--- Begin Source document ---

Published Language	A well-documented shared data format (e.g., a canonical event schema) that any context can produce or consume. Common in event-driven architectures.

The Anti-Corruption Layer is particularly important when integrating with legacy systems or third-party APIs. Rather than letting the external model's concepts bleed into your domain model, the ACL translates at the boundary.

Tactical Patterns (Overview)

The following tactical patterns apply within a single bounded context.

Entities are objects with a distinct identity that persists over time and through state changes. An Order with id: 42 is the same Order even after its status changes from PENDING to SHIPPED. Identity is the defining characteristic.

Value Objects are objects defined entirely by their attributes, with no identity of their own. A Money value of USD 42.00 is interchangeable with any other Money value of USD 42.00. Value objects SHOULD be immutable. Examples: Money, Address, DateRange, EmailAddress.

Aggregates are clusters of entities and value objects that are treated as a single unit for data changes. One entity within the aggregate is the aggregate root -- the only object that external code may hold a reference to. The aggregate root enforces all invariants for the cluster.

--- End Source document ---
--- Begin Dataset records ---

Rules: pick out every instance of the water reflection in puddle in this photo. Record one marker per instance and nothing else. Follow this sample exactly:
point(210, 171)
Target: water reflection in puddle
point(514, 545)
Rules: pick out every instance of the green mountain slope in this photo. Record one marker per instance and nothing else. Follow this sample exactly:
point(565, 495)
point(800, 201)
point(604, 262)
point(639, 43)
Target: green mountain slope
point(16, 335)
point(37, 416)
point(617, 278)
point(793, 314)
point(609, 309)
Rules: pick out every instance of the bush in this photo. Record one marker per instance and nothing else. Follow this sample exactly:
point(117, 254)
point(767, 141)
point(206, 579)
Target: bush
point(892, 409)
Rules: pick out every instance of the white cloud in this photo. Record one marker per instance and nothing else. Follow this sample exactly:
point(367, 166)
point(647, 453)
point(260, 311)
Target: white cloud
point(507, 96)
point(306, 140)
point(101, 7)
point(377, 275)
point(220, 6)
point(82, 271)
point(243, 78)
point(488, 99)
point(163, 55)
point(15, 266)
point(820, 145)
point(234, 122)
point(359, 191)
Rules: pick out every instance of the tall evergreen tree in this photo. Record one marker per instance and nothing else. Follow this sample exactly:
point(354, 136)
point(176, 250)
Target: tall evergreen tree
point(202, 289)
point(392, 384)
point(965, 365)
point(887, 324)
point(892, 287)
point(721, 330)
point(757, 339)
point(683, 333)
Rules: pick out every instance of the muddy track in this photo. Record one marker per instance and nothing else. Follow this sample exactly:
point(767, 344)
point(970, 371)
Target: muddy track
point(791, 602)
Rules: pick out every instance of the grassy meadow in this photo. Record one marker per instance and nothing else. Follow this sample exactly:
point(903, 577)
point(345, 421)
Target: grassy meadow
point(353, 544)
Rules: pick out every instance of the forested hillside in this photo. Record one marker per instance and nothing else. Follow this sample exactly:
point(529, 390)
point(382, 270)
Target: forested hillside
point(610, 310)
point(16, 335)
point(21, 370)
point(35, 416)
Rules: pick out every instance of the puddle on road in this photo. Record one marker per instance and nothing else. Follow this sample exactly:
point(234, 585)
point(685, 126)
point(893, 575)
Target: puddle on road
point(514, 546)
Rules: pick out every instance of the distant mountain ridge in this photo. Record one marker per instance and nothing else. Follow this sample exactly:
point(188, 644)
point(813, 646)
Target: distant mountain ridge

--- End Dataset records ---

** Challenge A **
Set down the part of the domain-driven design text that begins at the words "The Anti-Corruption Layer" and stops after "Address, DateRange, EmailAddress.".
** Challenge B **
In the domain-driven design text, what does the aggregate root enforce?
These entries were taken from a separate source.

** Finished answer A **
The Anti-Corruption Layer is particularly important when integrating with legacy systems or third-party APIs. Rather than letting the external model's concepts bleed into your domain model, the ACL translates at the boundary.

Tactical Patterns (Overview)

The following tactical patterns apply within a single bounded context.

Entities are objects with a distinct identity that persists over time and through state changes. An Order with id: 42 is the same Order even after its status changes from PENDING to SHIPPED. Identity is the defining characteristic.

Value Objects are objects defined entirely by their attributes, with no identity of their own. A Money value of USD 42.00 is interchangeable with any other Money value of USD 42.00. Value objects SHOULD be immutable. Examples: Money, Address, DateRange, EmailAddress.

** Finished answer B **
It enforces all invariants for the cluster.